Records drawn from a dataset
***

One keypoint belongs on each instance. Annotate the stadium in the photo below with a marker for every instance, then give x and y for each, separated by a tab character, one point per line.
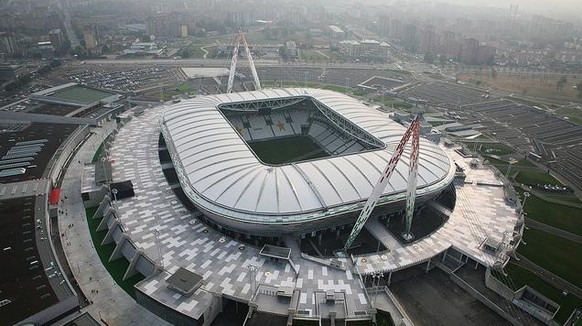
291	160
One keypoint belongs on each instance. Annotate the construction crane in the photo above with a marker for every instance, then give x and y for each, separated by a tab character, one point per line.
414	132
240	37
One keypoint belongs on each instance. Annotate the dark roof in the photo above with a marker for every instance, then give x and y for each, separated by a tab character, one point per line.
275	251
184	280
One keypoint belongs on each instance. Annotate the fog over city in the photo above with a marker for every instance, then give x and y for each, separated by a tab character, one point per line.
290	162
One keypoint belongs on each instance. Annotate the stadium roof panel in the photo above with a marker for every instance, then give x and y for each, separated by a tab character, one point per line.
217	167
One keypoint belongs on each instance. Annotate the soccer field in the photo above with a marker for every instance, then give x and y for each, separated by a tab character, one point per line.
287	150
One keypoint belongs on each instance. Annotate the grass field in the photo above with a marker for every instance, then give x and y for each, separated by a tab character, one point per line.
556	254
563	217
287	150
80	94
521	277
520	84
495	149
117	267
533	178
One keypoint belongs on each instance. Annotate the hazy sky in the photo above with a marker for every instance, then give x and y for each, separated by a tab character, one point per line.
572	7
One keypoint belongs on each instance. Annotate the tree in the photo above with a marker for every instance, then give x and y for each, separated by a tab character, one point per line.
561	83
493	73
579	89
428	58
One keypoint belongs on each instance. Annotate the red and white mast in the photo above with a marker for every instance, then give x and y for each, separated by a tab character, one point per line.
414	132
241	37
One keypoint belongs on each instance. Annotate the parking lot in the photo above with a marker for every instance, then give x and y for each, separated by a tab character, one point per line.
121	78
529	129
433	299
446	95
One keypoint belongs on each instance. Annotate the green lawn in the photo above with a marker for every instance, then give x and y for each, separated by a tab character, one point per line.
534	178
556	254
286	150
560	216
521	277
117	267
495	149
569	197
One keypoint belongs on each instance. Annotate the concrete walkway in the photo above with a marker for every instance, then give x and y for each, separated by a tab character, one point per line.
108	302
379	231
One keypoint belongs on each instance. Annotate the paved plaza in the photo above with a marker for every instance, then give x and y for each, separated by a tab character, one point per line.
224	263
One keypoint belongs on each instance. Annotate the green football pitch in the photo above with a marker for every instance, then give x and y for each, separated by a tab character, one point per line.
287	150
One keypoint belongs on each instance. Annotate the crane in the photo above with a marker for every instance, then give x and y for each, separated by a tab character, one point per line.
414	132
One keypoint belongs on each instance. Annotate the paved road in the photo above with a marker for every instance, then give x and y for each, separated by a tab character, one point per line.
109	302
552	230
548	276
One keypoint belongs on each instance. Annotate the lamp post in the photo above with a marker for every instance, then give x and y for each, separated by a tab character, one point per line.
252	272
157	237
114	192
376	278
525	197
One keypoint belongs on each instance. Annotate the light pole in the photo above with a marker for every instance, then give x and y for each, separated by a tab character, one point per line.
252	272
157	236
525	197
114	191
376	277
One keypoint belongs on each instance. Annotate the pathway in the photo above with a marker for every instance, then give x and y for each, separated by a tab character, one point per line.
110	303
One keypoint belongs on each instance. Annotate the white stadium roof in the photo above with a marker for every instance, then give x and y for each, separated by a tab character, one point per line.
218	170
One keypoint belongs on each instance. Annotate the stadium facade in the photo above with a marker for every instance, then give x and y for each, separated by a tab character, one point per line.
210	141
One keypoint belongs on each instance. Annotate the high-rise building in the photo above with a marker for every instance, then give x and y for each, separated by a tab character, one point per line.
469	51
57	38
428	40
410	37
395	28
450	45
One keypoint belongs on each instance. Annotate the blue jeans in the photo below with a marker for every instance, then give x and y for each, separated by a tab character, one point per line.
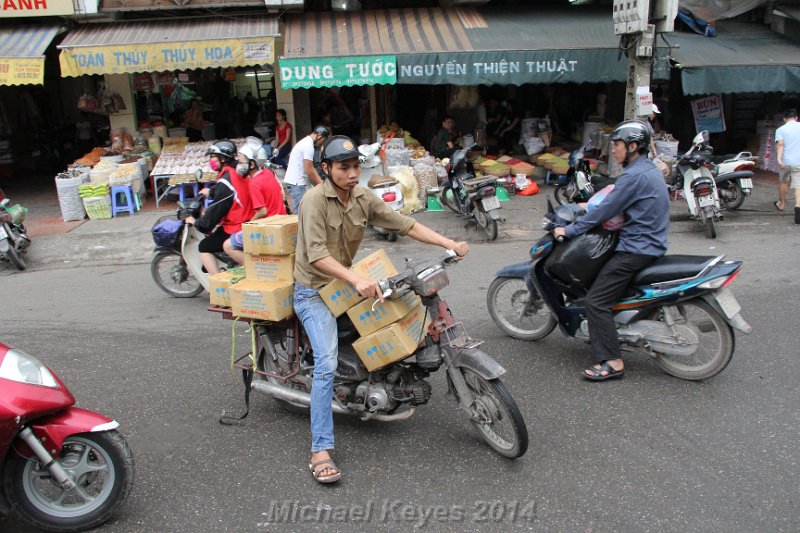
296	193
320	326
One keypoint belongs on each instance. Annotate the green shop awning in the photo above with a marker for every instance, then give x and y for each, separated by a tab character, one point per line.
458	46
742	58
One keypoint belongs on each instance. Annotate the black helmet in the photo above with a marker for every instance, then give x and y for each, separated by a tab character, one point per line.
224	149
322	131
633	131
339	148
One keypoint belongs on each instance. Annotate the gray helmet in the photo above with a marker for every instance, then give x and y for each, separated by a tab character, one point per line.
339	148
224	149
633	131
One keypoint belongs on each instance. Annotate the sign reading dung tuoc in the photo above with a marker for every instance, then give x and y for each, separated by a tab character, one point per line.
338	72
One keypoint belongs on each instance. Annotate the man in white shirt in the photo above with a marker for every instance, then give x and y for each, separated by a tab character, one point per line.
301	165
787	138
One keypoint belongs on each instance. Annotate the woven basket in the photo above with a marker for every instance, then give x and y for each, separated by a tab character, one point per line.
98	207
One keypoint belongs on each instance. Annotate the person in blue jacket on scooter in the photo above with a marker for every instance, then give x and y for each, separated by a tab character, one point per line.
640	194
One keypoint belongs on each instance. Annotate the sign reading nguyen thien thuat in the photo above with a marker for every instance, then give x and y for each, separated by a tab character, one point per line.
338	72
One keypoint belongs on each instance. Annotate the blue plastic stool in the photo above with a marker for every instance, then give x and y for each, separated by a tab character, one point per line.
182	191
118	193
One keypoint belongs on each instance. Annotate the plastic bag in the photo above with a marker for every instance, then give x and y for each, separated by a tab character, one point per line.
577	261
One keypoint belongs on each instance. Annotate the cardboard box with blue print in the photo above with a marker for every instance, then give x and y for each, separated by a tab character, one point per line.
371	315
340	296
275	235
262	300
395	342
275	268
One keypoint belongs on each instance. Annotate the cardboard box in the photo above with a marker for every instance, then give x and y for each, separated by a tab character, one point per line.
219	290
262	300
270	236
275	268
394	342
340	296
371	315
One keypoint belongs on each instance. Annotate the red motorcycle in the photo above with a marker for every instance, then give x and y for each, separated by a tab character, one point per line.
62	468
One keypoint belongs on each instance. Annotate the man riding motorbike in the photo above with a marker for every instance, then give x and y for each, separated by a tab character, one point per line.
641	195
231	204
330	229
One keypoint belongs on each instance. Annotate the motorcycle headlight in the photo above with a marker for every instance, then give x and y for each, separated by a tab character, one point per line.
23	368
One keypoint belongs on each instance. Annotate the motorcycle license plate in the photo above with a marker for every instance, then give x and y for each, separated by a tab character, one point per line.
705	201
727	302
490	203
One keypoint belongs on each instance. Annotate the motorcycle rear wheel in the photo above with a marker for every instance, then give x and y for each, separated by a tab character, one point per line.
715	346
497	418
508	301
102	467
171	275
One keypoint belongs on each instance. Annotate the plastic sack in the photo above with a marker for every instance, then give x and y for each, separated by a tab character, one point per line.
577	261
614	223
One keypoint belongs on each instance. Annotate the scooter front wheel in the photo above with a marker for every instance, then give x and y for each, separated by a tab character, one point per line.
171	275
100	465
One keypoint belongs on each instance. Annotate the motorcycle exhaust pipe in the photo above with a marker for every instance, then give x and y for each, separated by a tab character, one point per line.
304	398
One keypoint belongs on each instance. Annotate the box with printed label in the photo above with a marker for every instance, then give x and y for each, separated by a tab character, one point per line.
262	300
394	342
275	235
340	296
276	268
220	285
371	315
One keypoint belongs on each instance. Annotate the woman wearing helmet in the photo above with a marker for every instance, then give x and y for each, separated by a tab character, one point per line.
331	225
266	195
230	205
641	195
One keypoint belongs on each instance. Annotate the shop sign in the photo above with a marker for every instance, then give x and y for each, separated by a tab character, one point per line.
511	68
708	114
166	56
338	72
35	8
21	71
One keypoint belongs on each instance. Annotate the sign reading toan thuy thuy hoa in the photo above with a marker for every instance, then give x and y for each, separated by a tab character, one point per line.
35	8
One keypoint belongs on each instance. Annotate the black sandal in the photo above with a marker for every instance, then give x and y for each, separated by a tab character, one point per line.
597	373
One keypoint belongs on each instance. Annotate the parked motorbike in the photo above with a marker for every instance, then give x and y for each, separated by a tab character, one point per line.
679	309
14	240
284	367
176	266
580	183
62	468
471	197
691	174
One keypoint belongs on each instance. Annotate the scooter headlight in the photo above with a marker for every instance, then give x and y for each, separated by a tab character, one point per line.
23	368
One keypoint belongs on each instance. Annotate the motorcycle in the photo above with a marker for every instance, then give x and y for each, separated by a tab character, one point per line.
691	174
580	183
14	241
176	266
679	309
63	468
283	366
471	197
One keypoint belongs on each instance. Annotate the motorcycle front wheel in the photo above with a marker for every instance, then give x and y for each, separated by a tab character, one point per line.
714	346
488	224
497	417
517	312
171	275
100	464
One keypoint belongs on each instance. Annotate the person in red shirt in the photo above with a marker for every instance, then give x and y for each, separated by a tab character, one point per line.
266	195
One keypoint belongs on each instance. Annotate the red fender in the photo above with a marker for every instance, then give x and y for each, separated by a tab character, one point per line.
54	429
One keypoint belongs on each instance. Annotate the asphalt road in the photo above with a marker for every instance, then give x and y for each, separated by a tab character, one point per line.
647	453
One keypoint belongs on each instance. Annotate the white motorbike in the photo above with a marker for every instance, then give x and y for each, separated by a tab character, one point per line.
692	175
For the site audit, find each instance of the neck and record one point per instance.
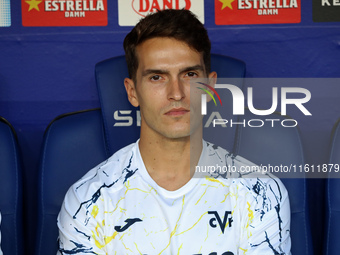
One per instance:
(171, 162)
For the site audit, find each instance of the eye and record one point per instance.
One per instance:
(191, 74)
(155, 78)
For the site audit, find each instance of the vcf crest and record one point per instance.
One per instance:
(217, 221)
(143, 7)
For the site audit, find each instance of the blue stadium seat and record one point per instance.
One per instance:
(10, 192)
(277, 146)
(76, 142)
(332, 232)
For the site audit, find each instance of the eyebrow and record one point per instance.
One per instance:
(162, 71)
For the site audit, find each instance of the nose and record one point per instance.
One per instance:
(176, 90)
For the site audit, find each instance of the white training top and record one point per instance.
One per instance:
(117, 208)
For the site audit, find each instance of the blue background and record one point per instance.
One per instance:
(48, 71)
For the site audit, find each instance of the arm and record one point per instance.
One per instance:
(80, 230)
(266, 224)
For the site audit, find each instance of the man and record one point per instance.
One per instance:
(144, 199)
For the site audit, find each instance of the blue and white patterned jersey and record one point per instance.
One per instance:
(117, 208)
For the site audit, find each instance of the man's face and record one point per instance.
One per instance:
(162, 89)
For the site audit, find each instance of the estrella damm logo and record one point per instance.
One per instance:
(243, 12)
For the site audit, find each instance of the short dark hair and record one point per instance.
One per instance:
(181, 25)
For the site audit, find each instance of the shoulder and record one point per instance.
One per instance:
(108, 175)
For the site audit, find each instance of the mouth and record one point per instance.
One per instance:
(177, 112)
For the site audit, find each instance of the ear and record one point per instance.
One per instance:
(131, 91)
(212, 78)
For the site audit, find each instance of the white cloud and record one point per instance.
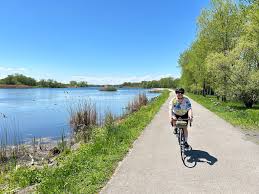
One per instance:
(117, 79)
(4, 71)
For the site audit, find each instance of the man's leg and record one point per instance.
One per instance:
(186, 137)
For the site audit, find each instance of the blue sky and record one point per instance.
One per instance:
(98, 41)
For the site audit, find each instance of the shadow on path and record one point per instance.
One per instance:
(195, 156)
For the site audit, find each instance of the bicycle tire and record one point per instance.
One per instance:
(182, 151)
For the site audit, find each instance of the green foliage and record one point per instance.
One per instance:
(78, 84)
(50, 83)
(233, 111)
(18, 79)
(168, 82)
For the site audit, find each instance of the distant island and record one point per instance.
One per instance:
(108, 88)
(22, 81)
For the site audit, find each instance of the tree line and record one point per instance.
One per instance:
(168, 82)
(224, 58)
(19, 79)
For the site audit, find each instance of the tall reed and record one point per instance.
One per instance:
(83, 118)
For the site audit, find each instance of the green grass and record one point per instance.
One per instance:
(233, 112)
(88, 169)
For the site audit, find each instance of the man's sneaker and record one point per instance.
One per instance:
(186, 145)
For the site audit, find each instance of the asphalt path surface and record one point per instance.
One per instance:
(225, 162)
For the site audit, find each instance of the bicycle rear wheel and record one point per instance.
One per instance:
(181, 143)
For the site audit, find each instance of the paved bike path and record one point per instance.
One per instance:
(154, 165)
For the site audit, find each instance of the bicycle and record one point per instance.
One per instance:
(180, 125)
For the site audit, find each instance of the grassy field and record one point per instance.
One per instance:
(88, 169)
(234, 112)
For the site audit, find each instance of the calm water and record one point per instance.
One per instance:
(44, 112)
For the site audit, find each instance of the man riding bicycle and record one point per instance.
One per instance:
(180, 106)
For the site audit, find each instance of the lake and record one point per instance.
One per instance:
(44, 112)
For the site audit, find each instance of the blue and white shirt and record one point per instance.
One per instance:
(179, 108)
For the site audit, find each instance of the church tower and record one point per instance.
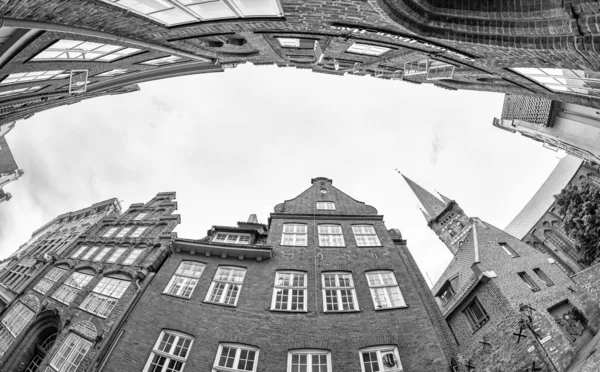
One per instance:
(444, 216)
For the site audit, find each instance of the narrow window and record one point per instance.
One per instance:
(542, 275)
(132, 256)
(331, 236)
(49, 280)
(184, 280)
(528, 281)
(170, 352)
(380, 358)
(309, 361)
(67, 292)
(71, 353)
(329, 206)
(384, 290)
(116, 254)
(365, 236)
(508, 249)
(289, 293)
(123, 232)
(234, 357)
(476, 314)
(105, 296)
(338, 292)
(294, 234)
(226, 285)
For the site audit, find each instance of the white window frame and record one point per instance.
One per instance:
(227, 283)
(329, 235)
(238, 348)
(381, 287)
(170, 354)
(105, 296)
(183, 281)
(381, 352)
(241, 239)
(289, 290)
(337, 288)
(326, 206)
(295, 230)
(359, 231)
(309, 353)
(68, 358)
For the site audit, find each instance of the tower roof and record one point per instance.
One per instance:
(433, 206)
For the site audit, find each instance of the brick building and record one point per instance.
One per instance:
(558, 125)
(539, 223)
(324, 286)
(53, 54)
(510, 307)
(73, 309)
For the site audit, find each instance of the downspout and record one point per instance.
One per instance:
(18, 23)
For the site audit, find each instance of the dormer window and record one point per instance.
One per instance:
(230, 238)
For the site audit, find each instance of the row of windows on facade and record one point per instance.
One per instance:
(172, 349)
(290, 288)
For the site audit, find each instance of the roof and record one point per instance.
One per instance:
(544, 197)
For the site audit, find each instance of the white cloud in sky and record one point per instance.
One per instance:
(240, 142)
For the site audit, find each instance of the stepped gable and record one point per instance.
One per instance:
(322, 190)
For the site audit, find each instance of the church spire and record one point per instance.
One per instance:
(433, 206)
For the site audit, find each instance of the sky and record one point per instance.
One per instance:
(240, 142)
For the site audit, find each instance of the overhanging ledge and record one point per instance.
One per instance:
(222, 250)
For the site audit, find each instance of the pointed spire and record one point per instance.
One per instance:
(433, 206)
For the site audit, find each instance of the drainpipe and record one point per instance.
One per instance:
(18, 23)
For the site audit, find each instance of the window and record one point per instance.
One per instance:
(140, 216)
(170, 12)
(83, 50)
(565, 80)
(338, 292)
(138, 231)
(380, 358)
(185, 279)
(20, 91)
(476, 314)
(294, 234)
(233, 357)
(79, 251)
(48, 280)
(101, 255)
(116, 254)
(289, 293)
(67, 292)
(114, 72)
(528, 281)
(226, 285)
(161, 61)
(365, 236)
(329, 206)
(542, 275)
(105, 296)
(123, 232)
(232, 238)
(110, 232)
(309, 361)
(508, 249)
(71, 353)
(132, 256)
(170, 352)
(24, 77)
(17, 318)
(331, 236)
(89, 253)
(384, 290)
(370, 50)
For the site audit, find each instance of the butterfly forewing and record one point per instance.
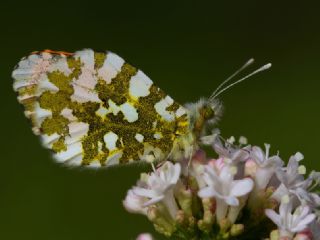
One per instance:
(95, 109)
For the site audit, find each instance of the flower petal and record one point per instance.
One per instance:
(273, 216)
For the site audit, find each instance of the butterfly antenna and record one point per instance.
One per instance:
(247, 64)
(263, 68)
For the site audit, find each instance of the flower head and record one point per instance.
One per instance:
(290, 223)
(160, 185)
(224, 188)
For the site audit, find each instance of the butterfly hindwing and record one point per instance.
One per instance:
(95, 109)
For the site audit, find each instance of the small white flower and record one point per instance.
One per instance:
(230, 153)
(266, 165)
(145, 236)
(160, 185)
(315, 229)
(290, 223)
(224, 188)
(292, 181)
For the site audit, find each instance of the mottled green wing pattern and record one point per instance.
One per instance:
(95, 109)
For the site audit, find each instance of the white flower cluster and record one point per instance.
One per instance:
(242, 194)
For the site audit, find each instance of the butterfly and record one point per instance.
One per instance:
(94, 109)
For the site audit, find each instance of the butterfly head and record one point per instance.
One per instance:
(203, 114)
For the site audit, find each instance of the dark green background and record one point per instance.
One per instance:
(187, 48)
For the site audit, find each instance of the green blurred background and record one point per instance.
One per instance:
(187, 48)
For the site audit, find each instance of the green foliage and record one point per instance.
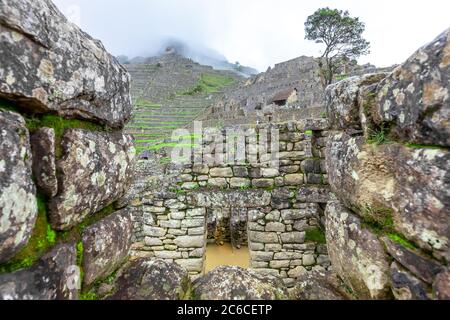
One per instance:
(90, 295)
(379, 135)
(341, 35)
(401, 240)
(210, 83)
(315, 235)
(42, 239)
(80, 251)
(341, 77)
(421, 146)
(378, 219)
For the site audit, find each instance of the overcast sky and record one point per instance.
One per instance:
(257, 33)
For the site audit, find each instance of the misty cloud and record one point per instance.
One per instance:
(258, 33)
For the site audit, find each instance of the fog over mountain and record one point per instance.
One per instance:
(257, 33)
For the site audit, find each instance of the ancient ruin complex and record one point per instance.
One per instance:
(340, 193)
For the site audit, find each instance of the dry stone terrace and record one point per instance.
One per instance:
(276, 211)
(355, 207)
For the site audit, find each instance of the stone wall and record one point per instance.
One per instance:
(387, 159)
(276, 211)
(64, 161)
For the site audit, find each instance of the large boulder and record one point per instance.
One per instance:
(319, 285)
(235, 283)
(343, 103)
(152, 280)
(96, 170)
(106, 245)
(49, 64)
(415, 99)
(18, 207)
(406, 184)
(54, 277)
(356, 254)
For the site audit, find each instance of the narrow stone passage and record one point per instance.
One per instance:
(226, 255)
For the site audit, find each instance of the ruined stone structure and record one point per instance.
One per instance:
(387, 159)
(277, 209)
(355, 206)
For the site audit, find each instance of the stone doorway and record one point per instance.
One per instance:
(227, 240)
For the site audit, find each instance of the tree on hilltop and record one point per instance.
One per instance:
(342, 36)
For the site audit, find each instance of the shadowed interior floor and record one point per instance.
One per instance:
(226, 255)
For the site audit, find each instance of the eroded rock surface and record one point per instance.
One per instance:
(54, 277)
(415, 99)
(44, 164)
(49, 64)
(96, 169)
(319, 285)
(18, 207)
(152, 280)
(409, 184)
(356, 254)
(234, 283)
(106, 245)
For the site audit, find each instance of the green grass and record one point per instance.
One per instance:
(379, 136)
(210, 83)
(341, 77)
(421, 146)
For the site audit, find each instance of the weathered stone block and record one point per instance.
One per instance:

***

> _Exercise aim_
The lines above that hold the string "surface" are to be located and copied.

> _Solution below_
For the site audit, find each instance of the asphalt path surface and record one point per instance.
For the site audit, find each instance of the eroded rock surface and record one point per instance.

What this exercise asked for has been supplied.